==== RECORDS PROVIDED ====

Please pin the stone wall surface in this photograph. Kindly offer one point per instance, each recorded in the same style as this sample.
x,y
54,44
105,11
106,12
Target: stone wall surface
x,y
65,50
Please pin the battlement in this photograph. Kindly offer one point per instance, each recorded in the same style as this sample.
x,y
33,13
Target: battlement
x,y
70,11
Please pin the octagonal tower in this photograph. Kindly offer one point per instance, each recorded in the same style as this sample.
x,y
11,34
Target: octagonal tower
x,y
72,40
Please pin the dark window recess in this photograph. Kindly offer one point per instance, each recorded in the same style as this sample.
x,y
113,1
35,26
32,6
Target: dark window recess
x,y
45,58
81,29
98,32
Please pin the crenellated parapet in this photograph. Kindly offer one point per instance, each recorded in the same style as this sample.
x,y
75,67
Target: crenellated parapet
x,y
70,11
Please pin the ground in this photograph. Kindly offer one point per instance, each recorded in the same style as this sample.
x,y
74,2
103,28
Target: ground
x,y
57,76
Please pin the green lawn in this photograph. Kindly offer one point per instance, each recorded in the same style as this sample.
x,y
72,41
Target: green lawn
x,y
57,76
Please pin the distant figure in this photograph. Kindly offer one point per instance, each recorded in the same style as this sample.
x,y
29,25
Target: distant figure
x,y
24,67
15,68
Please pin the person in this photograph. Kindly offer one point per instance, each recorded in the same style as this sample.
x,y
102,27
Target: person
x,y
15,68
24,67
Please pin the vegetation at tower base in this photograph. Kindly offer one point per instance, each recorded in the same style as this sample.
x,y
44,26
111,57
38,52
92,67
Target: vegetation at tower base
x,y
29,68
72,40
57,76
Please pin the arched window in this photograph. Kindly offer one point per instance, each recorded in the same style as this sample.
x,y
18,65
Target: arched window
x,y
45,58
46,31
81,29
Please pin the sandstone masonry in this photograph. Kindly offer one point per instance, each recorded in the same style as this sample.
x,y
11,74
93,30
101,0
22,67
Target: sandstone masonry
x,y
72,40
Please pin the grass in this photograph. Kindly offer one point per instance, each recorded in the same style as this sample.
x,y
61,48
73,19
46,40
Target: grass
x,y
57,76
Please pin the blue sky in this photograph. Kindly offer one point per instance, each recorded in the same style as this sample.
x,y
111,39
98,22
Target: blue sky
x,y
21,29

====

# INSTRUCTIONS TO FOLLOW:
The records above are to be copied in full, exactly as written.

# OUTPUT FOR THIS EXERCISE:
Please pin the stone wall surface in this photograph. Kindly offer one point per instance, each recorded in the same style as this sample.
x,y
54,44
105,11
106,12
Target: stone wall surface
x,y
65,50
Please pin the battlement in this photograph. Kindly offer one point per instance, each recorded in the same style as this sample.
x,y
33,13
Target: battlement
x,y
70,11
Please pin the octagonal tower in this photograph. Kindly offer one point per instance, each recorded in the same style as this sample.
x,y
11,34
Target: octagonal tower
x,y
72,40
Please pin the dark window recess in this photograph. Kindly offer one point per instance, each recorded in the same style as this sample.
x,y
113,1
35,26
32,6
Target: dark window recess
x,y
45,58
81,29
98,32
Please pin the crenellated parapet in this photograph. Kindly offer one point per instance, each recorded in the same style as this sample.
x,y
75,67
Target: crenellated parapet
x,y
70,11
Please pin the ground in this photograph. Kindly offer one point per instance, each recorded in the same style as this sample.
x,y
74,2
103,28
Target: ground
x,y
57,76
Please pin the green lawn in this photograph. Kindly offer one point per instance, each recorded in the same style as this sample.
x,y
72,41
Target: green lawn
x,y
57,76
Please pin the distant figure in this photograph. Kindly offer one point per instance, each recorded in the same style as this sample.
x,y
29,25
Target: distant figure
x,y
24,67
15,68
Please pin the person in this photograph. Kindly offer one point per instance, each recorded in the same style as this sample.
x,y
102,27
Target: person
x,y
15,68
24,67
Please pin the vegetation at tower base in this photograph. Kindly offer one point per instance, each recorded in the same style as this sample.
x,y
44,26
111,57
38,52
92,67
Target: vegetation at tower base
x,y
29,68
72,40
57,76
Please pin the arched window in this photograph. Kindly offer one point per instance, each recorded in the same style as this sample.
x,y
18,65
Target: arched window
x,y
45,58
46,31
81,29
Please pin the sandstone masonry in this photograph. Kindly offer one point per instance, each recorded in the same style as this sample.
x,y
11,74
93,30
101,0
22,67
Target: sandstone masonry
x,y
72,40
Please pin the grass in this photograph. Kindly offer one point per instance, each recorded in the same style as this sample.
x,y
61,48
73,19
46,40
Target: grass
x,y
57,76
Please pin the blue sky in this photograph. Kindly offer one point per instance, each recorded in the same style as this sample.
x,y
111,39
98,22
Target: blue sky
x,y
21,29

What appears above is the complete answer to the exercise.